- _EXTRACT_
But most women I know, whether they admit it or not, approach these dating apps with the veiled hope of finding something more than a virtual match consummated only by a mutual swipe. Katie Vidmar, 26, says apps allow her to find a woman to date without "the awkwardness of not knowing [if a woman is a lesbian]" that she experiences at bars. "I don't intend to meet the love of my life on Tinder," says Meagan Friedman, 29, "but who knows? Maybe."

Indeed, swiping as entertainment wears thin. As much as I liked playing the game, a few months and more than 100 matches after I'd first downloaded Tinder, I realized that if someone was winning, it certainly wasn't me. I decided to stop spending all my time weighing virtual options and actually go out on a date. So I said yes to the first suitable guy to ask me out.

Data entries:
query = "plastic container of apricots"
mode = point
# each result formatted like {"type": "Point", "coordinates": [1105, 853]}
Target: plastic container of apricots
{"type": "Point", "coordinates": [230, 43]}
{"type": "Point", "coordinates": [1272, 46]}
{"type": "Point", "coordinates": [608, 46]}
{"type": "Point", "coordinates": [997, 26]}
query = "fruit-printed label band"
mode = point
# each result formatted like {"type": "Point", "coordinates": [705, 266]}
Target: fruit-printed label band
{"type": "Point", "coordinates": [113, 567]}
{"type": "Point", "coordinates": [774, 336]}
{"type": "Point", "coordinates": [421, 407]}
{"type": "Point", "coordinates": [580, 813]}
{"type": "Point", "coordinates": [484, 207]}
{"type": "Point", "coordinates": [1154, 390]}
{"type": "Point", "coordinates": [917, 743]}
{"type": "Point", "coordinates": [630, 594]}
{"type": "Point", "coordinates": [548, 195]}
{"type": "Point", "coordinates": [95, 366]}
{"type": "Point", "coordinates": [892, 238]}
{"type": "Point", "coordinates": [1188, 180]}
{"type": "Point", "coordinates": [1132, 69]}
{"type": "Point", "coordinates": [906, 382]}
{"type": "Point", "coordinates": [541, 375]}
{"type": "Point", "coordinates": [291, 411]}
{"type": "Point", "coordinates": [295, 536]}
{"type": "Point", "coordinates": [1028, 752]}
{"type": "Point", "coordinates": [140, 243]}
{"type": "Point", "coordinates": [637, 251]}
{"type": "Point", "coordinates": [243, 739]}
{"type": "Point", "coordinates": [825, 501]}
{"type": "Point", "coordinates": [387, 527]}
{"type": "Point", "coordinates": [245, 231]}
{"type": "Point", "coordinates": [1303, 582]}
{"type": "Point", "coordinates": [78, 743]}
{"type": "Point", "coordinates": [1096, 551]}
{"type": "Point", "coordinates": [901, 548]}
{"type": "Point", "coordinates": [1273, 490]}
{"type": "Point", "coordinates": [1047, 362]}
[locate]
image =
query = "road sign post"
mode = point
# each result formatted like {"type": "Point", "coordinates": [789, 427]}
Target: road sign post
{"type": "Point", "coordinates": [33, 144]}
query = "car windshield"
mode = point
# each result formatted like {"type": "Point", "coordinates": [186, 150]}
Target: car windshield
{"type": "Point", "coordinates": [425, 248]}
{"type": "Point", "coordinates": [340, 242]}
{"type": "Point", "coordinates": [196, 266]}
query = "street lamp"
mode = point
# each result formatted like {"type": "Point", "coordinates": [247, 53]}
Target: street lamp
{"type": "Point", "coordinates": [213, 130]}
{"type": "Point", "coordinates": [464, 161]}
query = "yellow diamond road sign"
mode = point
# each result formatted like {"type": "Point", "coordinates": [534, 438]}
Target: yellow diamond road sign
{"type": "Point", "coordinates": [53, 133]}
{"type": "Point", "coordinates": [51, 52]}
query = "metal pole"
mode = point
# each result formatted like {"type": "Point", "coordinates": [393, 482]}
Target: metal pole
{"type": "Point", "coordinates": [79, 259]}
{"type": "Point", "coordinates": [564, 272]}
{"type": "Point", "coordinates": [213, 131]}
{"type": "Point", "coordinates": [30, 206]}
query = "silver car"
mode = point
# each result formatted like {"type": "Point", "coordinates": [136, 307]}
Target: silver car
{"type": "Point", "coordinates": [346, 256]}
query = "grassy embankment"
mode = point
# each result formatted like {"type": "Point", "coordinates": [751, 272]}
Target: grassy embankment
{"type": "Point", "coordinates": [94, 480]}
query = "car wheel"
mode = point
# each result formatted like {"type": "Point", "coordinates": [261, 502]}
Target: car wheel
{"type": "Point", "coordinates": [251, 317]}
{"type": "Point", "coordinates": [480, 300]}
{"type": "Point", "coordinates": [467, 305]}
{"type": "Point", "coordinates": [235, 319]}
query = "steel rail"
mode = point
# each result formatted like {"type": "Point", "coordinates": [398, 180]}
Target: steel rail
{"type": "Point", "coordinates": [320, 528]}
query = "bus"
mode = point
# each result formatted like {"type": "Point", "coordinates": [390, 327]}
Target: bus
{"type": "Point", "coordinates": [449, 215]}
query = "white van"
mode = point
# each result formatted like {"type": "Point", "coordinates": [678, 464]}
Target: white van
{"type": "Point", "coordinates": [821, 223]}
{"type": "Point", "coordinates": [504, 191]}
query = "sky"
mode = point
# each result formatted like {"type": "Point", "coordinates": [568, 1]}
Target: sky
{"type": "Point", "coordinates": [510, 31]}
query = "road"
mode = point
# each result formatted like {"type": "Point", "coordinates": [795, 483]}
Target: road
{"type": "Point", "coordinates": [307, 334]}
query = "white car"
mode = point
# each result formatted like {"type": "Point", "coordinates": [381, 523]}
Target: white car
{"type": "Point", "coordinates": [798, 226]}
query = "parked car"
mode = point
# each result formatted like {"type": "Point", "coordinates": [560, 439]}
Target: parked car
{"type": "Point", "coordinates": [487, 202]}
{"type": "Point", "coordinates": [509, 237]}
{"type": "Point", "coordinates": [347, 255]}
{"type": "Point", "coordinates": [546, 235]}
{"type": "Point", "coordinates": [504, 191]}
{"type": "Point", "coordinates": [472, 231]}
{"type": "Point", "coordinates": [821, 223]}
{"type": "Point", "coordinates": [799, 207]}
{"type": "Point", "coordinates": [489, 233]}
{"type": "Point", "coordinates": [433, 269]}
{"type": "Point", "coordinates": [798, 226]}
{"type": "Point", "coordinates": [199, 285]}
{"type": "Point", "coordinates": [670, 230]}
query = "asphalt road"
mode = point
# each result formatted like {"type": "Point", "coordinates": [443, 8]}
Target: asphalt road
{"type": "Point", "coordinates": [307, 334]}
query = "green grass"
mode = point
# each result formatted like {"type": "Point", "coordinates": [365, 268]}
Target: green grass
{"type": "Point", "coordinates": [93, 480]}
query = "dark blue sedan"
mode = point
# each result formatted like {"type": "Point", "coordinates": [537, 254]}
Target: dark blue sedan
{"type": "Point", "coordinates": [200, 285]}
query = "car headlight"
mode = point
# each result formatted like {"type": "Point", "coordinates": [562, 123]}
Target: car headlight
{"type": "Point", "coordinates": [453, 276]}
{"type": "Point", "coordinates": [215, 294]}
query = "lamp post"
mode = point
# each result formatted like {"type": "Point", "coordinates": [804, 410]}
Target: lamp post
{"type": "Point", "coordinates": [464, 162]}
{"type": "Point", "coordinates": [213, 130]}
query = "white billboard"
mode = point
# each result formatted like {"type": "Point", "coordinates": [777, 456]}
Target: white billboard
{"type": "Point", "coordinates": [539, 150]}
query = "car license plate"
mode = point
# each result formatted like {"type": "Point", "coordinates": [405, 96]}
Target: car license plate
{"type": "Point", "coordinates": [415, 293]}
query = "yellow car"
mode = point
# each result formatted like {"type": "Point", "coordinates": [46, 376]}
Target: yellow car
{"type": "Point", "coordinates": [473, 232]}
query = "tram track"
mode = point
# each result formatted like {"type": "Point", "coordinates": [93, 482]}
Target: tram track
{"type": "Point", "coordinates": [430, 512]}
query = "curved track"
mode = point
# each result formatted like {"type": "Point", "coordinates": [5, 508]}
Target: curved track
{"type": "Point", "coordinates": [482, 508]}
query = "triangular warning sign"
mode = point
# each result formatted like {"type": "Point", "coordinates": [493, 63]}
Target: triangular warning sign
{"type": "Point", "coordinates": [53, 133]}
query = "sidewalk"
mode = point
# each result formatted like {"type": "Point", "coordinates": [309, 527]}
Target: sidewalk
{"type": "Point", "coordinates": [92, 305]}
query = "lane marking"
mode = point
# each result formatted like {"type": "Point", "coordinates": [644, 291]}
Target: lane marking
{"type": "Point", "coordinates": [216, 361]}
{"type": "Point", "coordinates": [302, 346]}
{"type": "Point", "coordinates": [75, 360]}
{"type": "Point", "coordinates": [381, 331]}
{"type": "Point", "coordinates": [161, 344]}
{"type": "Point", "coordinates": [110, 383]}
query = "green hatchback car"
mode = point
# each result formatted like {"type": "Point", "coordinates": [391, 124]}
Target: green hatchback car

- _TASKS TO PERFORM_
(A) Print the dating-app passage from "But most women" to "ask me out.".
(B) Please summarize the dating-app passage in two sentences.
Work from the dating-app passage alone.

- _SOLUTION LIST_
(A)
But most women I know, whether they admit it or not, approach these dating apps with the veiled hope of finding something more than a virtual match consummated only by a mutual swipe. Katie Vidmar, 26, says apps allow her to find a woman to date without "the awkwardness of not knowing [if a woman is a lesbian]" that she experiences at bars. "I don't intend to meet the love of my life on Tinder," says Meagan Friedman, 29, "but who knows? Maybe."

Indeed, swiping as entertainment wears thin. As much as I liked playing the game, a few months and more than 100 matches after I'd first downloaded Tinder, I realized that if someone was winning, it certainly wasn't me. I decided to stop spending all my time weighing virtual options and actually go out on a date. So I said yes to the first suitable guy to ask me out.

(B) Many women the writer knows use dating apps hoping for more than a match: one says apps spare her the awkwardness of bars, and another doesn't expect to meet the love of her life on Tinder but allows that she might. After a few months and more than 100 matches, the writer found that swiping as entertainment wears thin and said yes to the first suitable guy who asked for a date.